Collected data
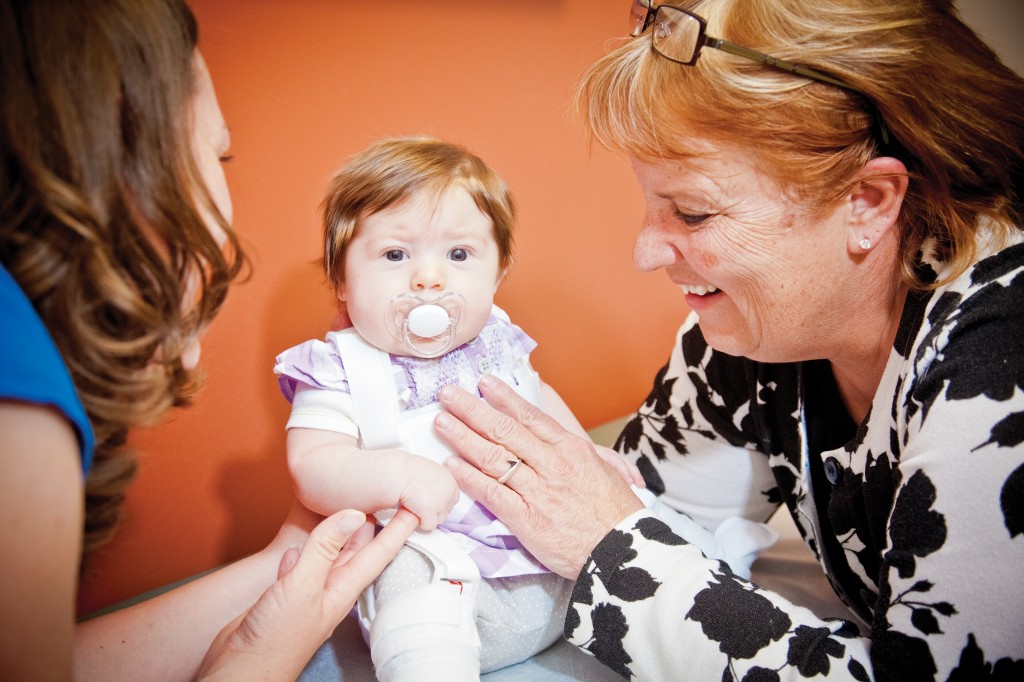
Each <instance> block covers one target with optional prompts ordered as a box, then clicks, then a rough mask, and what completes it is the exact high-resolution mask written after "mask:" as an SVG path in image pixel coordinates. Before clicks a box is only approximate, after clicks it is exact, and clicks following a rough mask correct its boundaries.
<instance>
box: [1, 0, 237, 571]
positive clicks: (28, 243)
mask: <svg viewBox="0 0 1024 682" xmlns="http://www.w3.org/2000/svg"><path fill="white" fill-rule="evenodd" d="M198 39H199V35H198V28H197V25H196V19H195V17H194V15H193V13H191V11H190V10H189V9H188V7H187V6H186V5H185V4H184V3H183V2H180V1H178V0H95V1H91V2H73V3H70V2H62V1H59V0H15V1H14V2H4V3H2V4H0V261H2V262H3V264H4V266H5V267H6V268H7V269H8V270H9V271H10V273H11V275H12V276H13V278H14V279H15V280H16V281H17V283H18V284H19V286H20V288H22V289H23V291H24V292H25V293H26V295H27V296H28V297H29V299H30V300H31V301H32V303H33V305H34V306H35V309H36V311H37V312H38V313H39V315H40V317H41V318H42V321H43V323H44V324H45V325H46V327H47V329H48V330H49V332H50V335H51V336H52V337H53V340H54V342H55V343H56V345H57V347H58V349H59V350H60V352H61V354H62V356H63V359H65V363H66V364H67V366H68V369H69V371H70V372H71V376H72V379H73V380H74V382H75V387H76V389H77V390H78V394H79V397H80V398H81V400H82V402H83V404H84V406H85V410H86V413H87V414H88V417H89V420H90V422H91V424H92V427H93V430H94V431H95V437H96V449H95V454H94V461H93V465H92V468H91V470H90V471H89V472H88V476H87V478H86V483H85V498H86V510H85V527H84V530H83V532H84V542H83V552H86V553H87V552H89V551H90V550H92V549H94V548H95V547H97V546H99V545H100V544H102V543H103V542H105V541H106V540H108V539H109V538H110V537H111V535H112V534H113V530H114V528H115V526H116V525H117V522H118V518H119V511H120V507H121V503H122V501H123V498H124V492H125V487H126V485H127V483H128V482H129V480H130V479H131V478H132V476H133V474H134V472H135V469H136V462H135V458H134V456H133V455H132V454H131V453H129V452H127V451H126V450H125V441H126V438H127V434H128V430H129V429H130V428H131V427H134V426H138V425H148V424H153V423H154V422H156V421H157V420H158V419H159V418H160V417H161V416H162V415H164V414H165V413H166V412H167V411H168V410H169V409H170V408H171V407H174V406H181V404H185V403H186V402H187V401H188V400H189V398H190V396H191V395H193V394H194V392H195V390H196V389H197V388H198V386H199V383H200V380H199V378H198V377H197V376H196V373H190V372H186V371H185V370H184V369H183V367H182V365H181V353H182V351H183V349H184V347H185V345H186V343H187V341H188V339H189V338H190V337H193V336H195V335H196V334H198V333H200V332H201V331H202V330H203V329H204V328H205V326H206V325H208V324H209V323H210V321H211V319H212V318H213V317H214V316H215V315H216V313H217V311H218V309H219V308H220V306H221V304H222V302H223V300H224V297H225V295H226V293H227V289H228V285H229V284H230V283H231V282H232V281H233V280H234V279H236V278H237V276H238V275H239V274H240V272H241V271H242V269H243V268H244V266H245V264H246V259H245V256H244V255H243V253H242V250H241V248H240V244H239V241H238V238H237V236H236V235H234V232H233V231H231V229H230V227H229V226H228V225H227V224H226V222H225V220H224V219H223V217H222V216H221V215H220V213H219V212H218V211H217V209H216V207H215V206H214V203H213V201H212V200H211V198H210V195H209V193H208V191H207V190H206V186H205V184H204V183H203V181H202V179H201V174H200V171H199V169H198V167H197V165H196V162H195V160H194V157H193V152H191V96H193V91H194V88H195V83H196V78H195V76H196V72H195V69H196V61H195V55H196V46H197V43H198ZM204 211H205V212H207V213H208V214H209V215H213V216H214V219H215V220H217V221H219V222H220V224H221V227H222V228H223V229H224V231H225V233H226V235H227V246H226V247H225V249H224V250H223V251H222V250H221V249H220V247H218V245H217V243H216V242H215V241H214V238H213V237H212V235H211V232H210V228H209V226H208V224H207V223H206V221H205V220H204V217H203V215H204ZM197 279H198V280H199V291H198V293H196V295H195V298H194V297H193V295H191V290H190V289H189V287H188V284H187V283H188V281H189V280H197ZM186 296H187V297H188V298H187V300H185V297H186Z"/></svg>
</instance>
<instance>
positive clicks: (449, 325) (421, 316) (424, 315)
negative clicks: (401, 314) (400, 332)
mask: <svg viewBox="0 0 1024 682" xmlns="http://www.w3.org/2000/svg"><path fill="white" fill-rule="evenodd" d="M407 321H408V322H409V331H410V332H412V333H413V334H415V335H416V336H422V337H423V338H425V339H431V338H433V337H435V336H437V335H439V334H440V333H441V332H443V331H444V330H446V329H447V328H449V327H450V326H451V325H452V316H451V315H449V313H447V310H445V309H444V308H442V307H441V306H439V305H434V304H432V303H427V304H425V305H420V306H417V307H415V308H413V309H412V310H410V311H409V316H408V317H407Z"/></svg>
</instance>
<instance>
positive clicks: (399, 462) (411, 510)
mask: <svg viewBox="0 0 1024 682" xmlns="http://www.w3.org/2000/svg"><path fill="white" fill-rule="evenodd" d="M288 468H289V470H290V472H291V474H292V480H293V481H294V482H295V491H296V495H297V496H298V498H299V500H300V501H301V502H302V504H304V505H305V506H306V507H308V508H309V509H311V510H313V511H314V512H316V513H318V514H325V515H328V514H333V513H334V512H336V511H339V510H341V509H358V510H359V511H362V512H365V513H368V514H372V513H374V512H377V511H381V510H384V509H394V508H397V507H404V508H406V509H408V510H410V511H411V512H413V513H414V514H416V515H417V516H419V517H420V528H422V529H423V530H431V529H433V528H434V527H436V526H437V524H438V523H440V522H441V521H443V520H444V518H445V517H446V516H447V514H449V512H450V511H451V510H452V507H454V506H455V503H456V502H457V501H458V499H459V486H458V484H457V483H456V482H455V478H454V477H453V476H452V474H451V473H449V472H447V470H446V469H444V467H442V466H440V465H438V464H436V463H434V462H431V461H430V460H428V459H426V458H424V457H418V456H416V455H412V454H410V453H407V452H404V451H401V450H374V451H366V450H362V449H360V447H359V445H358V442H357V441H356V439H355V438H353V437H352V436H350V435H346V434H344V433H337V432H334V431H327V430H322V429H309V428H291V429H289V430H288Z"/></svg>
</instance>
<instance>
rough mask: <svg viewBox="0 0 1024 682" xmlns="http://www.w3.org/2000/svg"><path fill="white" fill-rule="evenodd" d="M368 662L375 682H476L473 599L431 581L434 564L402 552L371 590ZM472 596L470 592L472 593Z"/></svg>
mask: <svg viewBox="0 0 1024 682" xmlns="http://www.w3.org/2000/svg"><path fill="white" fill-rule="evenodd" d="M371 590H372V591H373V602H374V610H375V611H376V613H375V615H374V617H373V625H372V627H371V631H370V642H371V651H370V653H371V658H372V659H373V662H374V668H375V671H376V673H377V679H378V680H380V681H381V682H407V681H409V682H413V681H415V682H433V681H437V682H440V681H442V680H443V681H444V682H447V681H449V680H453V681H455V680H478V679H479V676H480V663H479V651H480V642H479V637H478V635H477V633H476V630H475V627H474V624H473V615H474V609H475V603H474V602H475V596H474V595H473V594H472V593H466V594H464V593H463V587H462V586H460V585H458V584H452V583H449V582H446V581H436V580H434V564H433V562H432V561H431V560H430V559H428V558H427V557H426V556H425V555H424V554H423V553H421V552H420V551H418V550H416V549H414V548H412V547H409V546H408V545H407V546H406V547H404V548H402V549H401V550H400V551H399V552H398V555H397V556H396V557H395V558H394V560H393V561H392V562H391V564H390V565H389V566H388V567H387V568H386V569H385V570H384V572H383V573H381V576H380V578H378V579H377V582H376V583H375V584H374V585H373V587H372V588H371ZM472 592H475V590H473V591H472Z"/></svg>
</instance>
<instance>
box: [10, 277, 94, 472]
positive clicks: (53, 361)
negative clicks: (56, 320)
mask: <svg viewBox="0 0 1024 682" xmlns="http://www.w3.org/2000/svg"><path fill="white" fill-rule="evenodd" d="M0 321H2V325H0V358H2V360H3V368H2V369H0V398H3V399H11V400H20V401H24V402H34V403H36V404H48V406H52V407H54V408H56V409H57V410H59V411H60V412H61V413H62V414H63V416H65V417H66V418H67V419H68V421H69V422H71V423H72V426H74V427H75V430H76V431H77V432H78V442H79V446H80V449H81V454H82V471H83V472H88V470H89V467H90V466H92V451H93V447H94V446H95V438H94V436H93V434H92V426H91V425H90V424H89V418H88V417H87V416H86V414H85V408H84V407H83V406H82V401H81V400H80V399H79V397H78V393H77V392H76V391H75V384H74V383H73V382H72V380H71V374H69V372H68V367H67V366H66V365H65V363H63V358H62V357H61V356H60V352H59V351H58V350H57V347H56V344H54V343H53V339H52V338H51V337H50V334H49V332H48V331H47V330H46V326H45V325H43V321H42V319H40V318H39V315H38V314H37V313H36V310H35V308H33V307H32V303H31V302H30V301H29V299H28V298H27V297H26V295H25V292H23V291H22V288H20V287H18V286H17V283H16V282H14V279H13V278H12V276H11V275H10V273H9V272H8V271H7V268H5V267H4V266H3V265H0Z"/></svg>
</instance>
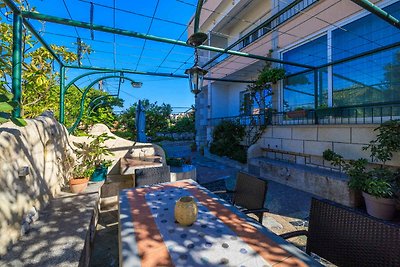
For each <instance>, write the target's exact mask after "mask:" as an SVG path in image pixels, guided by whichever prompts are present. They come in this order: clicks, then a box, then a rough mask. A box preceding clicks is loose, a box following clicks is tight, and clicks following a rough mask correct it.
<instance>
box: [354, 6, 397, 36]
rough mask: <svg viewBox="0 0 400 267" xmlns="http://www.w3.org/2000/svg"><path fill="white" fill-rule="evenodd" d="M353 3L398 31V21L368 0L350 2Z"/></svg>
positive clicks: (395, 18) (394, 17)
mask: <svg viewBox="0 0 400 267" xmlns="http://www.w3.org/2000/svg"><path fill="white" fill-rule="evenodd" d="M351 1H352V2H353V3H355V4H357V5H359V6H360V7H362V8H364V9H365V10H368V11H369V12H371V13H372V14H374V15H376V16H378V17H380V18H381V19H383V20H384V21H386V22H388V23H390V24H391V25H393V26H395V27H396V28H397V29H400V21H399V20H398V19H396V18H395V17H393V16H392V15H390V14H389V13H388V12H386V11H384V10H383V9H382V8H380V7H378V6H376V5H374V4H373V3H371V2H370V1H368V0H351Z"/></svg>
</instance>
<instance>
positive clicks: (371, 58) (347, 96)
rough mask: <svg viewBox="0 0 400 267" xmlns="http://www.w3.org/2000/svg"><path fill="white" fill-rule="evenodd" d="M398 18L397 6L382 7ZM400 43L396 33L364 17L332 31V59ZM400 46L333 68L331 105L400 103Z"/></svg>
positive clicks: (379, 23) (393, 29) (357, 59)
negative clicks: (377, 103) (396, 102)
mask: <svg viewBox="0 0 400 267" xmlns="http://www.w3.org/2000/svg"><path fill="white" fill-rule="evenodd" d="M385 10H386V11H387V12H389V13H390V14H391V15H393V16H395V17H399V16H400V3H395V4H393V5H391V6H388V7H387V8H385ZM399 41H400V31H399V29H397V28H396V27H393V26H391V25H390V24H389V23H387V22H385V21H383V20H382V19H379V18H377V17H376V16H375V15H372V14H370V15H368V16H365V17H363V18H361V19H359V20H356V21H354V22H351V23H349V24H347V25H345V26H343V27H341V28H339V29H336V30H333V31H332V60H333V61H336V60H341V59H343V58H347V57H350V56H354V55H359V54H362V53H363V52H366V51H370V50H372V49H375V48H379V47H382V46H386V45H390V44H393V43H396V42H399ZM399 71H400V47H397V48H393V49H390V50H385V51H382V52H379V53H375V54H372V55H367V56H363V57H360V58H357V59H354V60H351V61H347V62H345V63H341V64H336V65H334V66H333V73H332V76H333V77H332V80H333V83H332V84H333V106H338V107H339V106H352V105H363V104H373V103H384V102H398V101H400V90H399V89H400V86H399V82H400V78H399V76H400V74H399Z"/></svg>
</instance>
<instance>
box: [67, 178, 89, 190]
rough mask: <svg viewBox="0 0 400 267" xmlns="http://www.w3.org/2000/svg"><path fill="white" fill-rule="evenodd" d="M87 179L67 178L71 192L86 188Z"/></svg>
mask: <svg viewBox="0 0 400 267" xmlns="http://www.w3.org/2000/svg"><path fill="white" fill-rule="evenodd" d="M88 182H89V180H88V179H86V178H74V179H70V180H69V188H70V189H71V192H72V193H80V192H82V191H83V190H85V189H86V187H87V185H88Z"/></svg>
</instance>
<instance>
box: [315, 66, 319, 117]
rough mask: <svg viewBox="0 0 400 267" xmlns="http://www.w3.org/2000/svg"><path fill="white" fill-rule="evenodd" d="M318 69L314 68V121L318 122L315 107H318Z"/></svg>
mask: <svg viewBox="0 0 400 267" xmlns="http://www.w3.org/2000/svg"><path fill="white" fill-rule="evenodd" d="M318 88H319V84H318V70H317V69H315V70H314V120H315V121H314V123H315V124H319V122H318V114H317V109H318Z"/></svg>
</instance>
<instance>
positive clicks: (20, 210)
mask: <svg viewBox="0 0 400 267" xmlns="http://www.w3.org/2000/svg"><path fill="white" fill-rule="evenodd" d="M27 123H28V125H27V126H25V127H18V126H16V125H14V124H13V123H11V122H8V123H4V124H2V125H0V256H1V255H3V254H5V253H6V251H7V247H8V246H10V245H11V244H13V243H15V242H17V241H18V238H19V237H20V235H21V233H22V232H23V231H22V229H23V226H24V218H27V216H28V214H30V213H32V212H34V214H37V213H36V212H37V211H40V210H41V209H43V208H44V207H45V206H46V204H47V203H48V201H49V200H51V199H52V198H53V197H55V196H57V195H58V194H59V193H60V191H61V189H62V187H63V186H64V185H65V184H66V183H67V181H68V180H69V179H70V174H69V173H70V172H69V171H70V169H71V168H72V166H73V165H74V162H73V161H74V158H75V157H74V154H73V149H75V147H74V145H73V142H88V141H89V140H88V138H87V137H75V136H72V135H69V134H68V131H67V129H66V128H65V127H64V126H63V125H61V124H60V123H58V122H57V121H56V120H55V119H54V117H52V116H51V115H50V113H48V114H47V116H40V117H38V118H36V119H28V120H27ZM103 132H106V133H108V134H109V135H111V136H114V135H113V134H112V133H111V132H110V131H109V129H108V128H107V127H106V126H105V125H102V124H96V125H95V126H93V128H92V131H91V134H94V135H98V134H101V133H103ZM114 137H115V139H111V140H108V141H106V143H105V144H106V146H107V147H109V148H110V150H111V151H112V152H113V153H114V155H113V156H108V158H107V159H110V160H112V161H113V165H112V167H111V168H110V170H109V173H111V174H114V173H119V170H120V168H119V164H120V158H121V157H124V156H132V157H139V155H140V154H142V155H146V156H151V155H159V156H161V157H162V160H163V163H164V164H165V153H164V151H163V149H162V148H161V147H159V146H157V145H153V144H151V143H146V144H144V143H137V142H133V141H129V140H125V139H122V138H119V137H117V136H114ZM71 157H72V158H71ZM69 158H70V159H71V160H68V159H69ZM25 170H26V171H25ZM35 216H36V215H35Z"/></svg>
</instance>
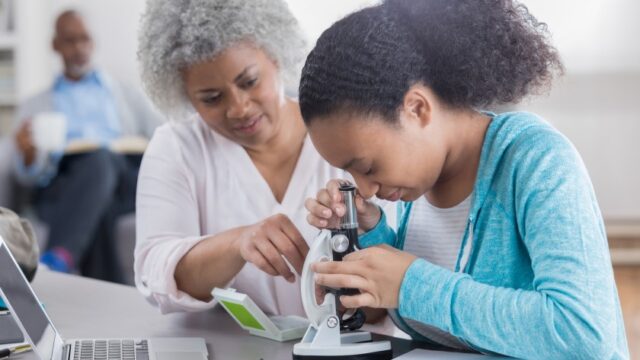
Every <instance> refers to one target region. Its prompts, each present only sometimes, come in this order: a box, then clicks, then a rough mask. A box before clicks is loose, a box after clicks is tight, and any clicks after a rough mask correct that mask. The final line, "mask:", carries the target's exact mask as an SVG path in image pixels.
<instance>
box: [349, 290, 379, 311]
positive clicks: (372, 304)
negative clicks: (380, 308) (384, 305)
mask: <svg viewBox="0 0 640 360" xmlns="http://www.w3.org/2000/svg"><path fill="white" fill-rule="evenodd" d="M340 302H341V303H342V305H344V306H345V307H347V308H361V307H372V308H375V307H379V306H378V304H376V301H375V298H374V297H373V295H371V294H369V293H366V292H363V293H360V294H357V295H342V296H340Z"/></svg>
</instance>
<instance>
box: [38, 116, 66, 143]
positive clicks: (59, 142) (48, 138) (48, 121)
mask: <svg viewBox="0 0 640 360" xmlns="http://www.w3.org/2000/svg"><path fill="white" fill-rule="evenodd" d="M31 131H32V134H33V142H34V145H35V146H36V148H37V149H39V150H43V151H46V152H55V151H62V150H64V146H65V144H66V140H67V118H66V117H65V116H64V114H63V113H59V112H44V113H40V114H38V115H36V116H35V117H34V118H33V120H32V122H31Z"/></svg>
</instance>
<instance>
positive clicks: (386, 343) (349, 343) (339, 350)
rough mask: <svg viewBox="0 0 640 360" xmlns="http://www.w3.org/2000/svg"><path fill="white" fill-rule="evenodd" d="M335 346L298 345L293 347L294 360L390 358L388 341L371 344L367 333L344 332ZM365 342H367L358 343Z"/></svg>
mask: <svg viewBox="0 0 640 360" xmlns="http://www.w3.org/2000/svg"><path fill="white" fill-rule="evenodd" d="M340 338H341V344H340V345H337V346H326V345H325V346H321V347H314V346H313V345H312V344H310V343H298V344H295V345H294V347H293V359H294V360H329V359H331V360H339V359H340V360H341V359H355V360H389V359H391V357H392V351H391V343H390V342H389V341H374V342H371V334H370V333H368V332H360V331H355V332H346V333H342V334H340ZM360 341H367V342H360Z"/></svg>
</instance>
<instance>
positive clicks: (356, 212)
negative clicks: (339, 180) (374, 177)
mask: <svg viewBox="0 0 640 360" xmlns="http://www.w3.org/2000/svg"><path fill="white" fill-rule="evenodd" d="M340 193H342V198H343V199H344V205H345V207H346V211H345V213H344V215H343V216H342V218H341V219H340V229H343V230H346V229H357V228H358V213H357V210H356V187H355V186H353V185H351V184H342V185H340Z"/></svg>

__EXERCISE DIRECTIONS__
If a line of the data above contains "image", copy it out.

__EXPECTED ANSWER__
Each <instance> block covers one target with optional prompts ordered as a box, then clicks, then a rough mask, and what completes it is the exact high-resolution mask written after "mask:" as an SVG path in image pixel coordinates. Before clicks a box is only approximate, after clicks it is exact, and clicks following a rough mask correct its boundaries.
For each <instance>, write the target's exact mask after "mask:" as an SVG path in image pixels, guided by whichever prompts are present. They come in this order: clicks, then a box, then a rough mask. A box preceding clicks is loose, a box following clicks is tight, and clicks following a rough mask correct it.
Every <instance> refers to one target region. Its prompts, each present only sometimes, come in this order: a box, then clicks, then a rough mask. A box before clicks is loose, a box after clicks is tight, and any clicks after a rough mask correct that mask. The final line, "mask:", carries the target's exact mask as an SVG path in image pixels.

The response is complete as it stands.